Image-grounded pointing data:
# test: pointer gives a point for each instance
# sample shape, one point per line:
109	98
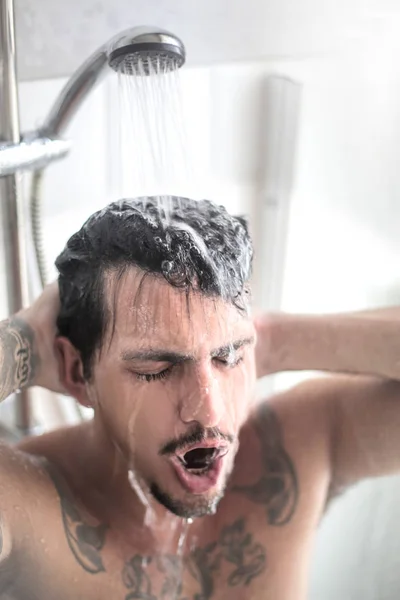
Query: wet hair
193	245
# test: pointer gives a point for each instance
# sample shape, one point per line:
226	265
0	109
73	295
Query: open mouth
199	460
199	468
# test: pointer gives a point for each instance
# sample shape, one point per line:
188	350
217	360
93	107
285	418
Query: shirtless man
182	486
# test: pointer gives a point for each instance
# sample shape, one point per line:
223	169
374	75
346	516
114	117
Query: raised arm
361	401
365	343
27	353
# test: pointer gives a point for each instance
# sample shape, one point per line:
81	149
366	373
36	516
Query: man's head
157	337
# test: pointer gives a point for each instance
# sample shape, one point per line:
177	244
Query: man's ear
71	371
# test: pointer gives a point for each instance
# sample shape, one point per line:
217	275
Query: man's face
172	386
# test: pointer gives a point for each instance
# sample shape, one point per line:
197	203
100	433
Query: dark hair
195	245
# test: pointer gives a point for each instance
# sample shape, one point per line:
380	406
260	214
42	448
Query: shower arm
10	194
78	87
35	150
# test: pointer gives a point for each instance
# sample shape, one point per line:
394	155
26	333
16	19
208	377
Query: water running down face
153	300
174	387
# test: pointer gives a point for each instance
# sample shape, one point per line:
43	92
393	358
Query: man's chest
237	560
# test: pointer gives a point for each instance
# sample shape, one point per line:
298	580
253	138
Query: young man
182	486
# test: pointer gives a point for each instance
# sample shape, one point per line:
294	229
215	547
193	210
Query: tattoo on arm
85	541
160	577
18	360
278	488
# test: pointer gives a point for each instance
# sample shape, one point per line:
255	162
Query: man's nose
204	401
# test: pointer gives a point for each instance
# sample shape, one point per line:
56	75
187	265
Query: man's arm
362	408
27	351
27	357
365	343
18	356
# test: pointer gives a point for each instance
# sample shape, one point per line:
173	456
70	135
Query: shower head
145	51
136	51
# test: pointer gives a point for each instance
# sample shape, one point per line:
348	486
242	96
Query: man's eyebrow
225	350
161	355
158	355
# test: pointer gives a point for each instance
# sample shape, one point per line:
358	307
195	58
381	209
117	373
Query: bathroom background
331	221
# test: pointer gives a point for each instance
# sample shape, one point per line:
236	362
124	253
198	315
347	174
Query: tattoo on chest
277	489
18	361
85	541
235	559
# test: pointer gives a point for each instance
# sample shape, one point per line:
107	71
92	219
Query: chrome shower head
145	50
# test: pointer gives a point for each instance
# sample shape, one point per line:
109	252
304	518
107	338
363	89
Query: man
182	486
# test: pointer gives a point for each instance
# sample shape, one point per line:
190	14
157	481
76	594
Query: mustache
196	436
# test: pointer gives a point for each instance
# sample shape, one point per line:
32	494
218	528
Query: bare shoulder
283	465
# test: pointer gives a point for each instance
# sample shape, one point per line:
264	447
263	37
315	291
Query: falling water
153	155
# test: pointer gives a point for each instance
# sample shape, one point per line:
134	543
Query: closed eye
230	362
149	377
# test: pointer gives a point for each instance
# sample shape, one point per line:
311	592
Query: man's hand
42	318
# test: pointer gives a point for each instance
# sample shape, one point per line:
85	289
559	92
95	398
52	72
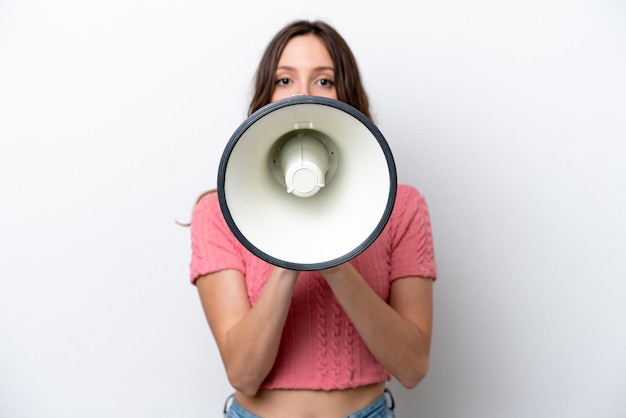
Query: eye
324	82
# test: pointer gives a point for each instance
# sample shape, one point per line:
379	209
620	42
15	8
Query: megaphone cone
307	183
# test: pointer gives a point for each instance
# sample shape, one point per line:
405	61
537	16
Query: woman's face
305	68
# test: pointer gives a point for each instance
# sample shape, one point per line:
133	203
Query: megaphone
307	183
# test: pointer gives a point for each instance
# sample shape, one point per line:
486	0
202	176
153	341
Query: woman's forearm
401	343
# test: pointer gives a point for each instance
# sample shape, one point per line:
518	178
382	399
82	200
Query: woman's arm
247	337
398	334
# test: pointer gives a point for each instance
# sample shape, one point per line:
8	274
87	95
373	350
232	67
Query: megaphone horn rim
300	100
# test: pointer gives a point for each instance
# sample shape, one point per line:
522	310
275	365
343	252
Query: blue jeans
380	408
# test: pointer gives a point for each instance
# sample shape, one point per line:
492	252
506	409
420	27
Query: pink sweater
320	348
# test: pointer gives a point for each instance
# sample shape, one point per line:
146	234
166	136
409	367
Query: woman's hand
247	337
397	333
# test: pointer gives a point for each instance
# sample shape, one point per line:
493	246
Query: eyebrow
289	68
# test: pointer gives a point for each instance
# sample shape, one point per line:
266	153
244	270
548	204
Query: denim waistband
382	407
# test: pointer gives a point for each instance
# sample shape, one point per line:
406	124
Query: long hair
348	82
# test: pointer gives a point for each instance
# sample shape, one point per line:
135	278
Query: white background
510	117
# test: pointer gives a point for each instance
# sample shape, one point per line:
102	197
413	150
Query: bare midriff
288	403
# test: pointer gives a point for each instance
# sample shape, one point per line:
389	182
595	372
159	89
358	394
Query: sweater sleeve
213	246
412	253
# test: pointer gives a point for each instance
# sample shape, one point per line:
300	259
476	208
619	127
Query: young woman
317	344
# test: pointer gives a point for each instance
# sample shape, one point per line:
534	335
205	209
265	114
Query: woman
317	344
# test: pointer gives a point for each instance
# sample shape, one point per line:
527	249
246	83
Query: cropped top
320	348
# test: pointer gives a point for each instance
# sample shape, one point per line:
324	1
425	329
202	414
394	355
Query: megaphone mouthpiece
304	160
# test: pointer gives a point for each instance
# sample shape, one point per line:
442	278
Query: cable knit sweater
320	348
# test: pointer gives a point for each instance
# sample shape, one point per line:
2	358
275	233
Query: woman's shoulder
406	193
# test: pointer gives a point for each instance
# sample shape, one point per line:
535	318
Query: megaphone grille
317	232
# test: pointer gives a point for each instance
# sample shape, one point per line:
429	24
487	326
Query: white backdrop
510	117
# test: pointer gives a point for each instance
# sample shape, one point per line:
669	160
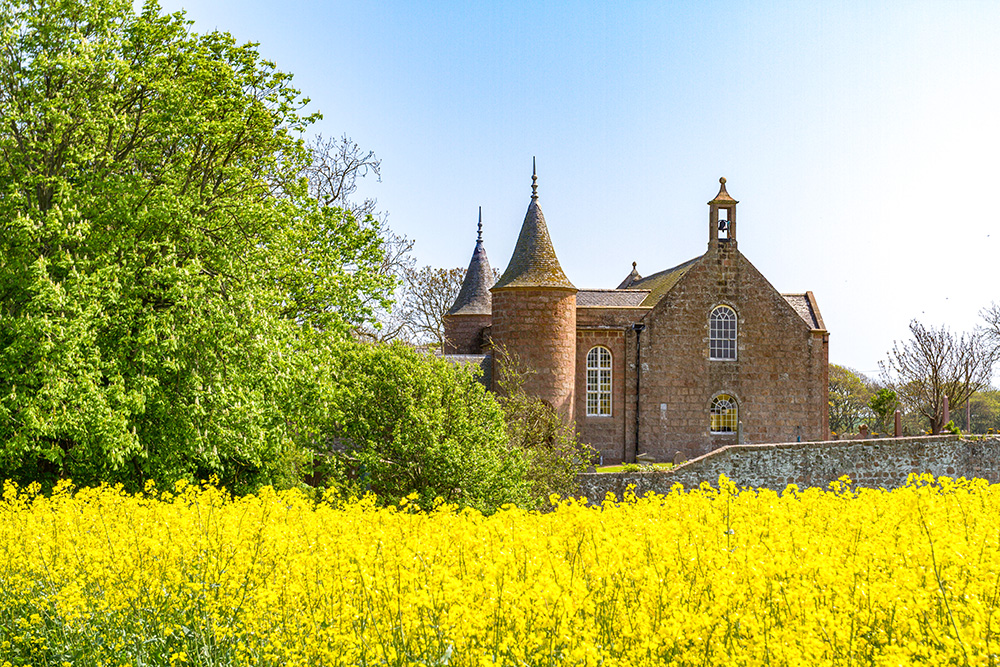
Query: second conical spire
534	262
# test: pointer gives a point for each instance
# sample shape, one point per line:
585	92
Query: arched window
725	414
599	382
722	333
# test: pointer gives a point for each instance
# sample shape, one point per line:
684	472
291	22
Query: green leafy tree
164	274
399	422
553	453
848	396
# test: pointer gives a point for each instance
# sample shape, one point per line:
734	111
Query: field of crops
711	576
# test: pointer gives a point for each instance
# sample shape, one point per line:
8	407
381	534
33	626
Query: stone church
671	365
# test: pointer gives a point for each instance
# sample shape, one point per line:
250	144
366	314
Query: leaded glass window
722	333
599	382
725	414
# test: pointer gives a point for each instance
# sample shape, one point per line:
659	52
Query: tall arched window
599	382
722	333
725	414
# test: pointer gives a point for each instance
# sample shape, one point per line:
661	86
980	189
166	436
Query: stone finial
474	298
534	262
630	278
723	196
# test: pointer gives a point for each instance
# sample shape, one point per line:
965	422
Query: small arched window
725	414
722	333
599	382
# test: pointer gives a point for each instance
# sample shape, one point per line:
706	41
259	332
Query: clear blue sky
861	138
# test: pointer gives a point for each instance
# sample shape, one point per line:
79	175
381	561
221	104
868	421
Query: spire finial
534	180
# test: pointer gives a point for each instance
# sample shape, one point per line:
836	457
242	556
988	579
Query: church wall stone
538	326
463	334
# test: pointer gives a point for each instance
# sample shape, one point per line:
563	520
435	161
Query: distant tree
883	405
333	172
935	363
429	293
985	411
848	397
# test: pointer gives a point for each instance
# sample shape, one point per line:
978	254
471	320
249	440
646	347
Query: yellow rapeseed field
703	577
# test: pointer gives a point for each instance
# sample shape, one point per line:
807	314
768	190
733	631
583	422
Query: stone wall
876	463
463	334
538	325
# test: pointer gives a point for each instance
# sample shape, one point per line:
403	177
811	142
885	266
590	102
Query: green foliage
554	454
164	276
400	422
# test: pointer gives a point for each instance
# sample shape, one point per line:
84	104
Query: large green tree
162	265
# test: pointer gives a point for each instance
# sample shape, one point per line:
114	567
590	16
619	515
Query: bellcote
722	217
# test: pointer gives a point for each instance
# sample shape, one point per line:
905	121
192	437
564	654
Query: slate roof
534	262
805	305
620	298
660	283
474	298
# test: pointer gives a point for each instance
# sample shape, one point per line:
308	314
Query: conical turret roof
474	298
534	262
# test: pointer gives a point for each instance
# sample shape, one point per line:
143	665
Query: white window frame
600	364
724	414
723	334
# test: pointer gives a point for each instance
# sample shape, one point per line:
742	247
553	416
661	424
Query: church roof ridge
474	298
660	283
534	262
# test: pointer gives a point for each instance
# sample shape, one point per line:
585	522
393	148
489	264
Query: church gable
674	364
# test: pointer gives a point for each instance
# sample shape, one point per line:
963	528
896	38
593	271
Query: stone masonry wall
876	463
539	326
463	334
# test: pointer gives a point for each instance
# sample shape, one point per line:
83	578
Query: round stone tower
534	314
468	317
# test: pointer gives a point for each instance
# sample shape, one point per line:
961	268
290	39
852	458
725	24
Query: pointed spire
534	180
534	262
474	298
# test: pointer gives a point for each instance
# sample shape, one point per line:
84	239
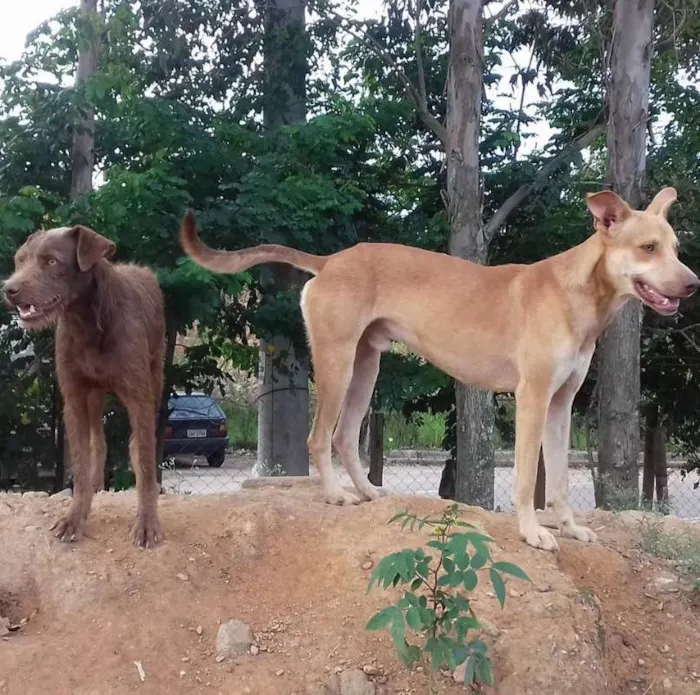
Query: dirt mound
103	617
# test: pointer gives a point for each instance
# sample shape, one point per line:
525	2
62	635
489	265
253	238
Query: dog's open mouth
655	300
34	312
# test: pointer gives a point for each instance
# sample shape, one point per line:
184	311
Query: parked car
196	426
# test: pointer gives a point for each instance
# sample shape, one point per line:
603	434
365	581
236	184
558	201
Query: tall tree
619	350
475	413
83	150
83	147
283	405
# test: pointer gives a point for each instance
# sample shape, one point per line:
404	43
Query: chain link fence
209	449
189	468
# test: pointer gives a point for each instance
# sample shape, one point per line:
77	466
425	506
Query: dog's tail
237	261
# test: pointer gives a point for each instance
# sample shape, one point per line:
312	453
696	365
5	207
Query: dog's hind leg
333	338
98	446
76	417
346	438
139	401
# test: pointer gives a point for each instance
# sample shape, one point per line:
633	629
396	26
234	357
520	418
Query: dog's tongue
659	299
26	312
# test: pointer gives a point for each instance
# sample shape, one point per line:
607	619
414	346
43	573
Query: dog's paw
338	496
68	528
539	537
146	533
580	533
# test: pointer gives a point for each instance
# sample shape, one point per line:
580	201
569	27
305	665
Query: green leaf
470	670
413	619
381	620
470	580
484	674
510	568
437	657
451	579
398	516
438	545
459	654
479	559
499	586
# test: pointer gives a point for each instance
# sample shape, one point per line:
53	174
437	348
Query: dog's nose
693	286
11	290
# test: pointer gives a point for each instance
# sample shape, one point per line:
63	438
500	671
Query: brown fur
524	329
109	339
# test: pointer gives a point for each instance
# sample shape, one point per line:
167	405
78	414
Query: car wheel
216	460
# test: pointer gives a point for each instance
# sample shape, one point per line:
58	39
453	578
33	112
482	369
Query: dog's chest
85	358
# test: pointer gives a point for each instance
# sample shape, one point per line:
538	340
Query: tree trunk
83	147
660	467
283	405
475	409
83	150
650	424
162	421
628	97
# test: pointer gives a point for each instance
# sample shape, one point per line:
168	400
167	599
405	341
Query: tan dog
110	337
528	329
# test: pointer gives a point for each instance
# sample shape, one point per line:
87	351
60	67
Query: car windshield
194	406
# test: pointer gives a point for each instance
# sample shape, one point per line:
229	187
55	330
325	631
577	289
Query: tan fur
109	338
514	328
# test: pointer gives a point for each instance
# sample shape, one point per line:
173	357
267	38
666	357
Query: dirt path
593	620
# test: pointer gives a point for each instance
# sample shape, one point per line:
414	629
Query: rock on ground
233	638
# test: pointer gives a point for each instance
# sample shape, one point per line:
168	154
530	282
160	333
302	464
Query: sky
26	16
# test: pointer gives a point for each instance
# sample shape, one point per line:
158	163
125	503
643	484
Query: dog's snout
11	290
692	285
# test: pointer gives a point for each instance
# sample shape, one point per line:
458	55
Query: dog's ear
663	201
608	210
91	247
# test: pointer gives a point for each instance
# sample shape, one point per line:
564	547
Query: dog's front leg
76	416
555	444
532	401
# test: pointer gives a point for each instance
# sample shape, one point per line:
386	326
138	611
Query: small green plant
436	605
682	549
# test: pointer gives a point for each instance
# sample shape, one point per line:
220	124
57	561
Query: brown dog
524	329
109	338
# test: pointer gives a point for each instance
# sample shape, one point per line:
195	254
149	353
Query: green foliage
436	605
682	549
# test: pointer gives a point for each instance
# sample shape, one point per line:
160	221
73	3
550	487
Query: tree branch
663	45
501	215
419	103
422	91
503	11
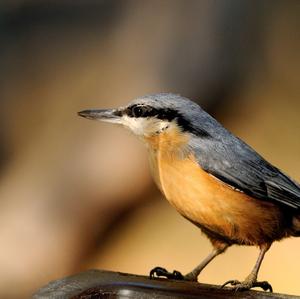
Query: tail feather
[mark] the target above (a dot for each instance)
(296, 226)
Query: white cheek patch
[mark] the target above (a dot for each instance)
(143, 126)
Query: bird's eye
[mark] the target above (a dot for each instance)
(138, 111)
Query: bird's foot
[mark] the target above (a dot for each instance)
(248, 284)
(162, 272)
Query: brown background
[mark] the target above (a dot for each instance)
(76, 194)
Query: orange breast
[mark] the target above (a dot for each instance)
(206, 200)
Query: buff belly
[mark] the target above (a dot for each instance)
(213, 205)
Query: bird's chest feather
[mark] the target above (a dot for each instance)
(204, 199)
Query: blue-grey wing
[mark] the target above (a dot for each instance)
(237, 164)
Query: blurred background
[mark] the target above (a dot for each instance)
(75, 194)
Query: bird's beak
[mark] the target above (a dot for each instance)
(107, 115)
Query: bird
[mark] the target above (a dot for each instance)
(212, 178)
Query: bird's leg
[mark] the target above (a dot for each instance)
(251, 279)
(191, 276)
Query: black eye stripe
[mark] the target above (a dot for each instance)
(164, 114)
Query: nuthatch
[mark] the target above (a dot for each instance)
(212, 178)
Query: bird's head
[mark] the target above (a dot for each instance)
(151, 115)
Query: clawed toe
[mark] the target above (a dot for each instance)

WHAT YOU NEED TO DO: When a line contains the string "bird", copy it from the records.

SOLUTION:
Query: bird's eye
Query: bird's foot
Query: bird's chest feather
Query: bird's beak
Query: bird
Query: bird's leg
Query: bird's head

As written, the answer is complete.